§ **Problem to work on**:
Rewrite every line of the material below as a JSON list of strings, one string per line, leaving out blank lines.

§ **Data records**:
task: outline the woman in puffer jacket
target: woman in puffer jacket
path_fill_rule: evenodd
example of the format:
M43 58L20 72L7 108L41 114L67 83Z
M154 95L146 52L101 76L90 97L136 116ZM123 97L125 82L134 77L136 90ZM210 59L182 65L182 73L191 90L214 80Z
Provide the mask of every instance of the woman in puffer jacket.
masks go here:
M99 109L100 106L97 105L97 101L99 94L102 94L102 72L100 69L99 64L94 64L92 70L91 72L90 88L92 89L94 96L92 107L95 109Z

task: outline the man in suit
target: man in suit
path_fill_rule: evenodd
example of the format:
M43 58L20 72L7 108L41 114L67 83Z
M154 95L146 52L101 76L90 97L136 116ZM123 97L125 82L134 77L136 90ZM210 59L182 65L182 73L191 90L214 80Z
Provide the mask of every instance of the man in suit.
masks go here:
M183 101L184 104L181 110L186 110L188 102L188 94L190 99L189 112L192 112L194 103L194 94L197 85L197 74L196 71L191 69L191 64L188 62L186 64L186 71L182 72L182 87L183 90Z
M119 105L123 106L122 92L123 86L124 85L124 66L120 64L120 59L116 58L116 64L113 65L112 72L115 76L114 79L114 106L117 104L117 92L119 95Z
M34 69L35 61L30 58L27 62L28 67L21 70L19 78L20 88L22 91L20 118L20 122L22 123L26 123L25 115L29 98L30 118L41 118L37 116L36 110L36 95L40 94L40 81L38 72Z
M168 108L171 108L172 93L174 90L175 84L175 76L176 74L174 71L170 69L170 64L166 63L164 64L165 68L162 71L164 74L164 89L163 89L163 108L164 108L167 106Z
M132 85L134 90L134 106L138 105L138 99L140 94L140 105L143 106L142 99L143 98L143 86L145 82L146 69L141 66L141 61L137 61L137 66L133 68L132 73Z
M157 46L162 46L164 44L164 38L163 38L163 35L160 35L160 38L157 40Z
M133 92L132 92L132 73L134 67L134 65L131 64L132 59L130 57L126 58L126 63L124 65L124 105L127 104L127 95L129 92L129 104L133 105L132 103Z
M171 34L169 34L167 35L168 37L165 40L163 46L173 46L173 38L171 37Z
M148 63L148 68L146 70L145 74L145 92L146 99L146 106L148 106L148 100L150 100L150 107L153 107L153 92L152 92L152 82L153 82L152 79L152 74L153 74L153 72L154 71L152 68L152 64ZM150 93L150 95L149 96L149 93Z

§ **Task solution**:
[
  "task: outline the woman in puffer jacket",
  "target: woman in puffer jacket",
  "path_fill_rule: evenodd",
  "example of the format:",
  "M43 58L20 72L7 108L41 114L67 83Z",
  "M154 95L146 52L101 76L90 97L136 116ZM123 97L125 82L134 77L136 90ZM210 59L182 65L182 73L191 90L214 80Z",
  "Provide the mask of every instance of the woman in puffer jacket.",
  "masks go here:",
  "M99 109L100 106L97 105L97 101L99 94L102 94L102 72L100 69L99 64L94 64L92 70L91 72L90 88L92 89L94 96L92 107L95 109Z",
  "task: outline the man in suit",
  "target: man in suit",
  "path_fill_rule: evenodd",
  "example of the format:",
  "M43 58L20 72L7 108L41 114L67 83Z",
  "M154 95L146 52L101 76L90 97L136 116ZM123 97L125 82L134 77L136 90ZM210 59L182 65L182 73L191 90L214 80Z",
  "Provide the mask of every instance of the man in suit.",
  "masks go here:",
  "M183 101L184 104L181 110L186 110L188 102L188 94L190 99L189 112L192 112L194 103L194 94L197 85L197 74L196 71L191 69L191 64L188 62L186 64L186 71L182 72L182 87L183 90Z",
  "M119 105L123 106L122 92L123 86L124 85L124 66L120 64L120 59L116 58L116 64L113 65L112 72L115 76L114 79L114 106L117 104L117 92L119 95Z",
  "M34 69L35 61L30 58L27 62L28 67L21 70L19 78L20 88L22 91L20 118L20 122L22 123L26 123L25 115L29 98L30 118L41 118L37 116L36 110L36 95L40 94L40 81L38 72Z",
  "M168 108L171 108L172 93L174 90L175 84L175 76L176 74L174 71L170 69L170 64L166 63L164 64L165 68L162 71L164 74L164 89L163 89L163 108L164 108L167 106Z",
  "M132 85L134 90L134 106L138 105L138 99L140 94L140 105L143 106L142 99L143 98L143 86L145 82L146 69L141 66L141 61L137 61L137 66L133 68L132 73Z",
  "M157 46L162 46L164 44L164 38L163 38L163 35L160 35L160 38L157 40Z",
  "M133 92L132 92L132 73L134 67L134 65L131 64L132 59L130 57L126 58L126 63L124 65L124 105L127 104L127 95L129 92L129 104L133 105L132 103Z",
  "M171 34L169 34L167 35L168 37L165 40L163 46L173 46L173 38L171 37Z",
  "M148 63L148 68L146 70L145 74L145 92L146 99L146 106L148 106L148 100L150 100L150 107L153 107L153 92L152 92L152 82L153 82L152 79L152 74L153 74L153 72L154 71L152 68L152 64ZM150 93L150 95L149 96L149 93Z"
]